### STORED DATA
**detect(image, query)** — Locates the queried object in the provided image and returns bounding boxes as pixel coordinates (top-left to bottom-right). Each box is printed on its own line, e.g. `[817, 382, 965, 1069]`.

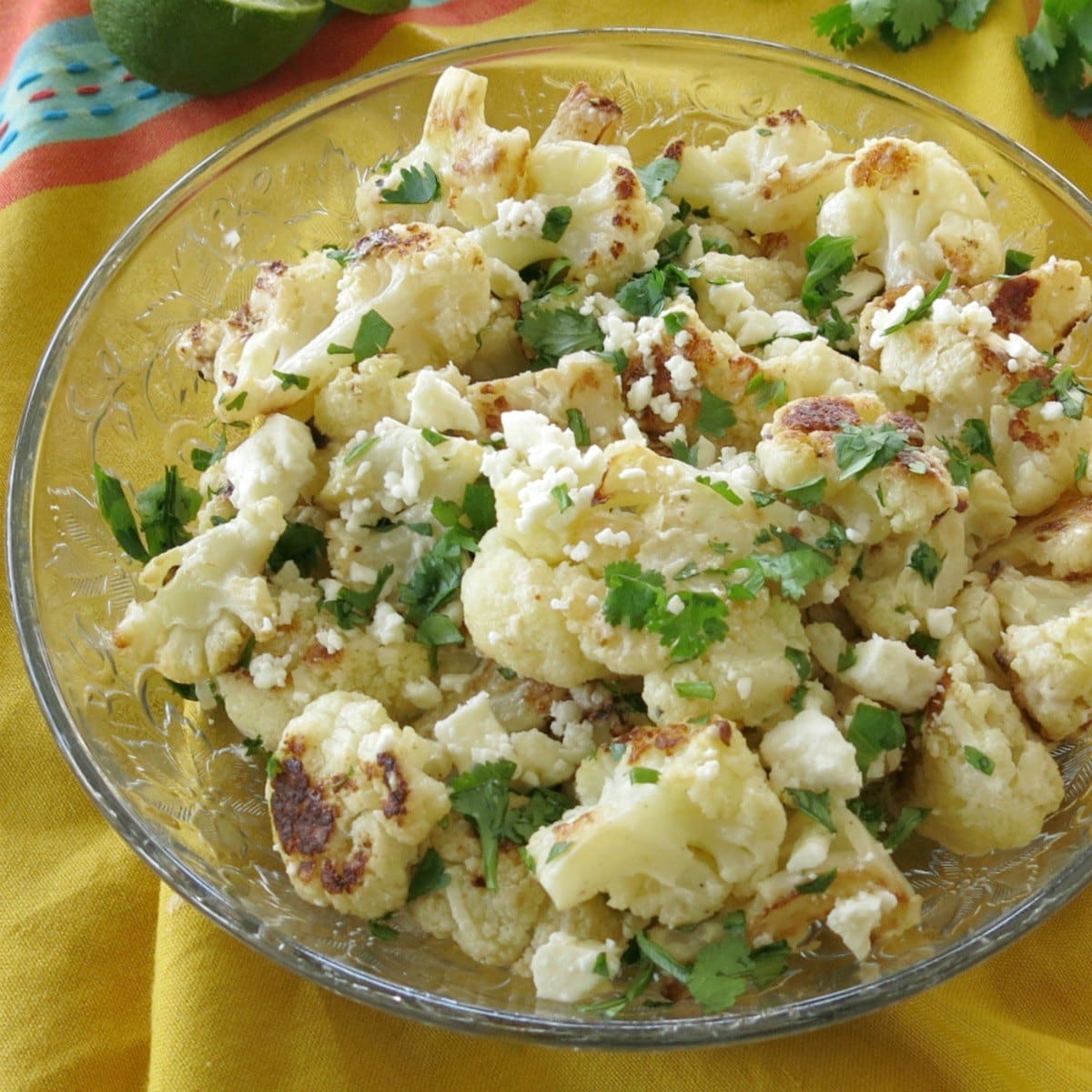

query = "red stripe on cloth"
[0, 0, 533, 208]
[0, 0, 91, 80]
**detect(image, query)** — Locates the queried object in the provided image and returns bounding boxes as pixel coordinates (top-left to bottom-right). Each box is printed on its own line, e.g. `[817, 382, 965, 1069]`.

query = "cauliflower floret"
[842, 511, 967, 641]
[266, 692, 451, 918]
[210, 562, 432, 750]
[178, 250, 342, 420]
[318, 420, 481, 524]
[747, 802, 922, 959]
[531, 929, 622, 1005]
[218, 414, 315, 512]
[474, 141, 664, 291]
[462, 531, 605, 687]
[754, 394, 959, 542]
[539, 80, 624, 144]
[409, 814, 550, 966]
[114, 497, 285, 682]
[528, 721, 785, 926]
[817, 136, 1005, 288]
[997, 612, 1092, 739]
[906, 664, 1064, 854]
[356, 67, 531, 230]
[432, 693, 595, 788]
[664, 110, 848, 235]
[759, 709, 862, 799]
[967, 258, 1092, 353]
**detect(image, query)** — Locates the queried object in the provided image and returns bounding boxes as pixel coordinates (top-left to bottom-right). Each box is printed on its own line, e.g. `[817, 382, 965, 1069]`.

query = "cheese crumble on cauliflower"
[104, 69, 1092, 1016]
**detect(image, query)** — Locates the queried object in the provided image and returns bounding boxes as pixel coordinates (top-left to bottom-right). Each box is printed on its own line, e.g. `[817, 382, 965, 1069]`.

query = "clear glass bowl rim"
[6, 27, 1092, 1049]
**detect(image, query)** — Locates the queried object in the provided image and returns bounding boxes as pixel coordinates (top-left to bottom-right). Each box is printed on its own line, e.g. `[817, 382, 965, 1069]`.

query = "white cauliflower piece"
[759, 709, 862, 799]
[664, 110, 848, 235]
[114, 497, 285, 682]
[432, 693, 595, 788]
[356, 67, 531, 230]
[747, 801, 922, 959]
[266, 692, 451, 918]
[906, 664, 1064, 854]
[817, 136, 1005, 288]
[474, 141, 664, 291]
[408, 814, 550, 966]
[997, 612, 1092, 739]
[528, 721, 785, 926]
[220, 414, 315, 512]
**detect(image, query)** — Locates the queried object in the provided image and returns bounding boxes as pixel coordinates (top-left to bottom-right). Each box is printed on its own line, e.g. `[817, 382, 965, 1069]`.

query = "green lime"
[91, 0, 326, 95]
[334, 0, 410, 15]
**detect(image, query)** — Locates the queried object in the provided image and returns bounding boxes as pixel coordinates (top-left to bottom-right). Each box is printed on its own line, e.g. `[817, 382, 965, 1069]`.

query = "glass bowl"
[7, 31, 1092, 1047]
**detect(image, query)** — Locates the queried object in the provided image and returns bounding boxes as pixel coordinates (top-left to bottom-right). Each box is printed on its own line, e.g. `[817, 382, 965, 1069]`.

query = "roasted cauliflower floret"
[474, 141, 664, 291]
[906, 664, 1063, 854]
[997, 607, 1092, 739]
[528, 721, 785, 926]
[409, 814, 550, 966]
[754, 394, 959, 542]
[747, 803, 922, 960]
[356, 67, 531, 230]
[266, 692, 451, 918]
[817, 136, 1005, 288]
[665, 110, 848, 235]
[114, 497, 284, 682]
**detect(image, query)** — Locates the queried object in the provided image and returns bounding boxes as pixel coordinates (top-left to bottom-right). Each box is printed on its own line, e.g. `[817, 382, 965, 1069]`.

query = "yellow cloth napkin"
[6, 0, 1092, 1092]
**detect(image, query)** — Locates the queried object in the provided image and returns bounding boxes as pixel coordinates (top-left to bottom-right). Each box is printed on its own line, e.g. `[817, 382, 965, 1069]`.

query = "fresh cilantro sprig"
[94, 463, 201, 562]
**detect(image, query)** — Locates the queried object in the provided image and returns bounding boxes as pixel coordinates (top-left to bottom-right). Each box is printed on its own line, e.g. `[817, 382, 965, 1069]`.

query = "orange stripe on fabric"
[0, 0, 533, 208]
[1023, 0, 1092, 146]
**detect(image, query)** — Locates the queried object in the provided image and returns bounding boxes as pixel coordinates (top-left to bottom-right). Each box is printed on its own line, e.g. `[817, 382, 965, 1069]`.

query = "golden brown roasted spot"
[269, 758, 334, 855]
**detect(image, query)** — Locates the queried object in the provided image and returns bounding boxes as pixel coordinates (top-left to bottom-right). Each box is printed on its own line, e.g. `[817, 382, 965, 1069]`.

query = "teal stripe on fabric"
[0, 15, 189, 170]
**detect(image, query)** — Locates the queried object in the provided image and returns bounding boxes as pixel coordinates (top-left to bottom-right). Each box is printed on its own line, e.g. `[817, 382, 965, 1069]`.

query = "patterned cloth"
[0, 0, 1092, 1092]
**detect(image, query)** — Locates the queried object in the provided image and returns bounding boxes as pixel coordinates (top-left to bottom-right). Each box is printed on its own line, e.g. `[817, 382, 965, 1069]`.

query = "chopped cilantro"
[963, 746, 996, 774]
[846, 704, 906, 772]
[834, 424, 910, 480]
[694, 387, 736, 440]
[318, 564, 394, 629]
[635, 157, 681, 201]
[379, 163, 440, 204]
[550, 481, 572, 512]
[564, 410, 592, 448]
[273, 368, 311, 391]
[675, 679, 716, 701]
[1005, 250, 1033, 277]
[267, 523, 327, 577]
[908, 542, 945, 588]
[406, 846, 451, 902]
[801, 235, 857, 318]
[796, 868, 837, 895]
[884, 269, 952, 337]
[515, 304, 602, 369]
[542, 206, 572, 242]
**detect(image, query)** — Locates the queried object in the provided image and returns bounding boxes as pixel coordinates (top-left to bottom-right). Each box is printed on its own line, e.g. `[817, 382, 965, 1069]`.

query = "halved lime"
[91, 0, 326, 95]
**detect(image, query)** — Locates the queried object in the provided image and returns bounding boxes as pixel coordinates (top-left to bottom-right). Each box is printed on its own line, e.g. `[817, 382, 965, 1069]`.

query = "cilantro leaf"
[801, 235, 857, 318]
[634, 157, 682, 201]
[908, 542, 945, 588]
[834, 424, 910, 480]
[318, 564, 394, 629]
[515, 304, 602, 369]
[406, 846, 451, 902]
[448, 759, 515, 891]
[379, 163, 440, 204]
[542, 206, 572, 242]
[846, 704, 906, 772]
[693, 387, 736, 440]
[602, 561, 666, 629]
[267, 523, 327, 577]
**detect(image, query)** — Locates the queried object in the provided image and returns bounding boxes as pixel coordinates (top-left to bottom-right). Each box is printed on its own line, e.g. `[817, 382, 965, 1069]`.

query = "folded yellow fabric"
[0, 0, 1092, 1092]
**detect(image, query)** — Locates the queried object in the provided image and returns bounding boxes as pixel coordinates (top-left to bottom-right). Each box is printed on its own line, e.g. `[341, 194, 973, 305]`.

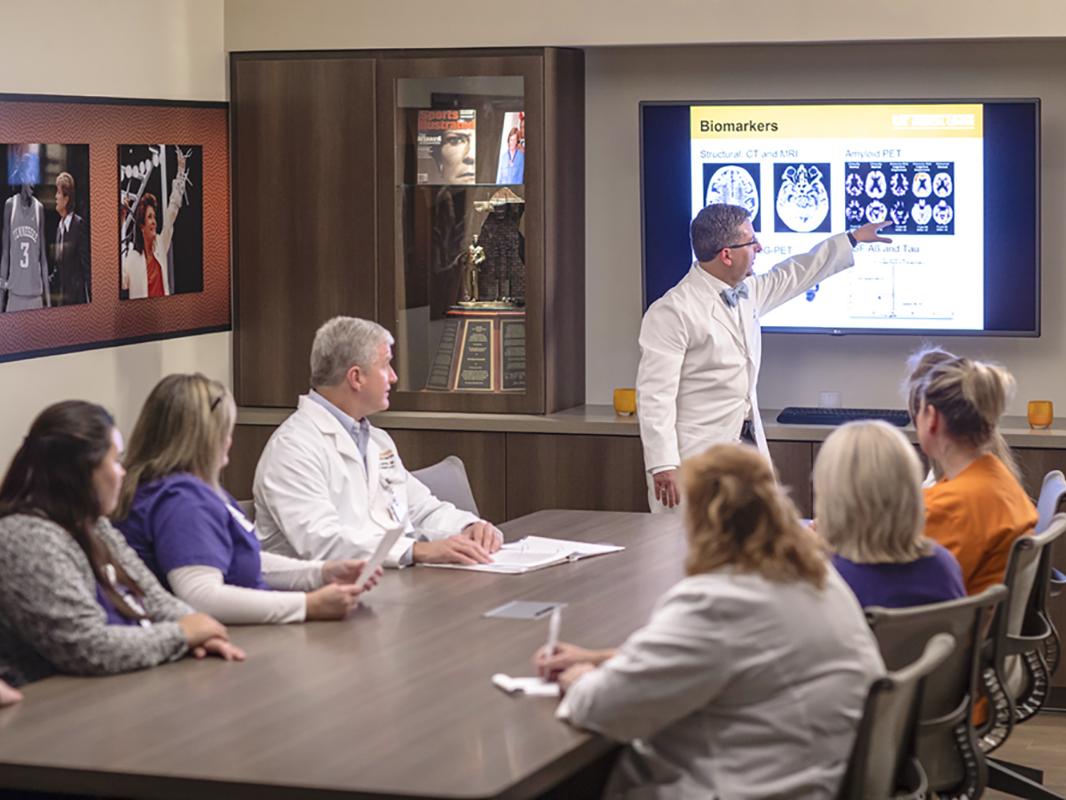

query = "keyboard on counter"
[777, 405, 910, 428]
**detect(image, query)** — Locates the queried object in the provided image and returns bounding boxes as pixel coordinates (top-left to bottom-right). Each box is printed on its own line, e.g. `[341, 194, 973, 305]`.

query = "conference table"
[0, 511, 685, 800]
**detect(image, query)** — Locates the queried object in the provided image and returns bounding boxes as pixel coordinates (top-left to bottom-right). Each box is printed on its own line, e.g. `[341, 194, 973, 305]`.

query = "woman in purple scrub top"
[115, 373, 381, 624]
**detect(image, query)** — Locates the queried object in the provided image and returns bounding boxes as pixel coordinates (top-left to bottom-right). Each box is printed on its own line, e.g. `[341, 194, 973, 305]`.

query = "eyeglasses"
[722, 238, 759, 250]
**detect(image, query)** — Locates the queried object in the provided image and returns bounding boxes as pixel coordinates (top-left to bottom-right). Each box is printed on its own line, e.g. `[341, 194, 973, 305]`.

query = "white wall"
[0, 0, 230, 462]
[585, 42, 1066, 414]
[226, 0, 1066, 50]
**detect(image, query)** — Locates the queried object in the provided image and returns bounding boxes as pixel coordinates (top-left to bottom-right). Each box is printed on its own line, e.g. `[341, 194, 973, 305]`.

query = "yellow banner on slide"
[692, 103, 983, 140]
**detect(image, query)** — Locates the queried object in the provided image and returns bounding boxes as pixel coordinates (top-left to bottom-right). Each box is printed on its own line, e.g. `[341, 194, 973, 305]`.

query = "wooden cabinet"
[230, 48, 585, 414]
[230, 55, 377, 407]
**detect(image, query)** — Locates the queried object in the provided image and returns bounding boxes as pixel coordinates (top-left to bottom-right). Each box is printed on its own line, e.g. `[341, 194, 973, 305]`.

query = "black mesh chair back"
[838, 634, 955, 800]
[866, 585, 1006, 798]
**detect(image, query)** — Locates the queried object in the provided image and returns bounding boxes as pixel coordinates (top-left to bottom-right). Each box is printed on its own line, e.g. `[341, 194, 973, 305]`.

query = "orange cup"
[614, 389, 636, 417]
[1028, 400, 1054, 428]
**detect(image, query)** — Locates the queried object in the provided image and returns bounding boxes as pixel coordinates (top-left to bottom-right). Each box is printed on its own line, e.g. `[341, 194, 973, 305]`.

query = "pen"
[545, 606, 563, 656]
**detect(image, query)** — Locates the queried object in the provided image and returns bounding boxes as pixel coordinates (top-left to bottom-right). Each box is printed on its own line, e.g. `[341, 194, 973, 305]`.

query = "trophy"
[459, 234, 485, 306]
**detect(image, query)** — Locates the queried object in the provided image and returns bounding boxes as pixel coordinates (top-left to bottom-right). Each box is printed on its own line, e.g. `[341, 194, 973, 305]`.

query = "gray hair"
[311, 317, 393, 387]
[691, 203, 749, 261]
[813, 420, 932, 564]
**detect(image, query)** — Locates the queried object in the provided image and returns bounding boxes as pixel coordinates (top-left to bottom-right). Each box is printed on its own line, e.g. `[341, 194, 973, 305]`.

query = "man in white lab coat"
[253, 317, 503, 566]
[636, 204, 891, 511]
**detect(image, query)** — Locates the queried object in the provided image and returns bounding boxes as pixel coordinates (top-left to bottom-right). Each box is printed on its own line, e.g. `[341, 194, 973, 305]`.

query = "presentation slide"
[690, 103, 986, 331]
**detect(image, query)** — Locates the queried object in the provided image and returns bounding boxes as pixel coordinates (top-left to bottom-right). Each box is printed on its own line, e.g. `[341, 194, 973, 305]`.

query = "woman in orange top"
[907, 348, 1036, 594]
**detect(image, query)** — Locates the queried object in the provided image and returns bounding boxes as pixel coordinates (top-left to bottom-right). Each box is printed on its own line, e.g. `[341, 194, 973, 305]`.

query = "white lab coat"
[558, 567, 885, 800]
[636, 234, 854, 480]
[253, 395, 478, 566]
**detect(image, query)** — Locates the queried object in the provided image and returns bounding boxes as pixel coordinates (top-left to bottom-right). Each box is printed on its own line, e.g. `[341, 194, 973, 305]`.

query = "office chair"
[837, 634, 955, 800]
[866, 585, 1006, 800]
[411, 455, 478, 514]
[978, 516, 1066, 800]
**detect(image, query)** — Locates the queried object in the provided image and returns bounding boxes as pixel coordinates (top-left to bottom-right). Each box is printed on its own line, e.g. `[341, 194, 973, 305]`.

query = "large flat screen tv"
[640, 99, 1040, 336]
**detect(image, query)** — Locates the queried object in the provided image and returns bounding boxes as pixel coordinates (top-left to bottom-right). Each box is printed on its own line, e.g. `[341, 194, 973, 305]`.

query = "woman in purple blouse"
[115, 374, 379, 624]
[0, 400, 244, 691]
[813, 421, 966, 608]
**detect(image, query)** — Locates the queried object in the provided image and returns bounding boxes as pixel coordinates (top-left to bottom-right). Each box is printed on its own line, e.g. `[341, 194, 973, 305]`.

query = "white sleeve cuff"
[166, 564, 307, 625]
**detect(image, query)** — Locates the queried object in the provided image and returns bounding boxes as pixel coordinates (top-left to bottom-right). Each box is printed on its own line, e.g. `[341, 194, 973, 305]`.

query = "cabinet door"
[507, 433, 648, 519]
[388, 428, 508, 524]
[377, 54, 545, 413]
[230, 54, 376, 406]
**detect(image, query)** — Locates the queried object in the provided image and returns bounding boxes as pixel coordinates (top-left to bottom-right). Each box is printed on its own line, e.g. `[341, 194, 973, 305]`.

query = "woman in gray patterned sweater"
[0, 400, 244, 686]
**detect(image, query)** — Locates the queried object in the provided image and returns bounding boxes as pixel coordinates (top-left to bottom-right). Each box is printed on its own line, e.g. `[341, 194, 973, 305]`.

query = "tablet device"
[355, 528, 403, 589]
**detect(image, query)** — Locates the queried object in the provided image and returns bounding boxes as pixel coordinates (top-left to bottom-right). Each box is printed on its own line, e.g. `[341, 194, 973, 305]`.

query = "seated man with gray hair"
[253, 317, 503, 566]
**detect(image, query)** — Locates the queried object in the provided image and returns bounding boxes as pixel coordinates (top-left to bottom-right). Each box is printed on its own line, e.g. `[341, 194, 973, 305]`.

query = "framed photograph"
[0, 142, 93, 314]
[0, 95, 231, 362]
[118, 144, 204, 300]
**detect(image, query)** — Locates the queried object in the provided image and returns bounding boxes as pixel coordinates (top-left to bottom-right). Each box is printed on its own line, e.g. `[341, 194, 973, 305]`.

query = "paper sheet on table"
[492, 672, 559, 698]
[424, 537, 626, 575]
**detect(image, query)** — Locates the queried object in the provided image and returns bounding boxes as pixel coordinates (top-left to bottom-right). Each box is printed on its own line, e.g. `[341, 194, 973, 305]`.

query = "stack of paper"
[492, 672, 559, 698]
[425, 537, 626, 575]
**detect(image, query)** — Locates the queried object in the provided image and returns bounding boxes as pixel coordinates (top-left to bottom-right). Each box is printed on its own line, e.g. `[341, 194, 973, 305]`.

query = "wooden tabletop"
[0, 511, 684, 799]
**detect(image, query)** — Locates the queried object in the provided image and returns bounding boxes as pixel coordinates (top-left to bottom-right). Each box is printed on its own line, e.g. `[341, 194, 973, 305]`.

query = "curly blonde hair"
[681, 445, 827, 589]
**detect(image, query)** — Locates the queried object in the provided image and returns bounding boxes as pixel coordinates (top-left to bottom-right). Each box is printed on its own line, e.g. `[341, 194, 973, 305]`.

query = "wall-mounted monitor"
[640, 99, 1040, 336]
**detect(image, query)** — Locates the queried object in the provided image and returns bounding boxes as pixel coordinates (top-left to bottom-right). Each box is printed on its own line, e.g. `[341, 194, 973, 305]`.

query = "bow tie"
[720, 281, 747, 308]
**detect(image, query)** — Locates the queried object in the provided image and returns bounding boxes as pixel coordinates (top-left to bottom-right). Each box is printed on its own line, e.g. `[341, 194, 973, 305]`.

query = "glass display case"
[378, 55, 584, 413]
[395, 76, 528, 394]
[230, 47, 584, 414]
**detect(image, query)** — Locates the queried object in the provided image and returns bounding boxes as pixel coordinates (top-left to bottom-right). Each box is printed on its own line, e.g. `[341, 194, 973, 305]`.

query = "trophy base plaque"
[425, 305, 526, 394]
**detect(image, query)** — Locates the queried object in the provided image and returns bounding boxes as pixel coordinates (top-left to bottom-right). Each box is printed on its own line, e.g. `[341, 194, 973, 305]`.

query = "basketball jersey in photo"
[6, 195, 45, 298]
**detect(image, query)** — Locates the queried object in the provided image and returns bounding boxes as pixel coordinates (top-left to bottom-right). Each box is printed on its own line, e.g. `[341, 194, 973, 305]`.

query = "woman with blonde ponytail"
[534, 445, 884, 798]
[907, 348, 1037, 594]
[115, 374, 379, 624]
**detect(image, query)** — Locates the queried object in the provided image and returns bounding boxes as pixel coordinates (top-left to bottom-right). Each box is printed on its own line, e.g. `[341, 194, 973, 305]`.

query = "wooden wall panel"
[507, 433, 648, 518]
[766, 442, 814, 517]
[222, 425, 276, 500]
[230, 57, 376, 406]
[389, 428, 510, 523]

### SET EXERCISE
Reproduce the material from its first line through the line containing "[0, 0, 91, 80]", and leave out the pictures.

### PROBLEM SOLUTION
**detect(image, query)** — Locates the queried object in the provided image and returns bounding boxes as pixel coordinates (top-left to bottom-right). Each box is printed on its own line, e.g. `[817, 382, 965, 1069]`.


query = "red stripe on cloth"
[0, 0, 533, 208]
[0, 0, 91, 80]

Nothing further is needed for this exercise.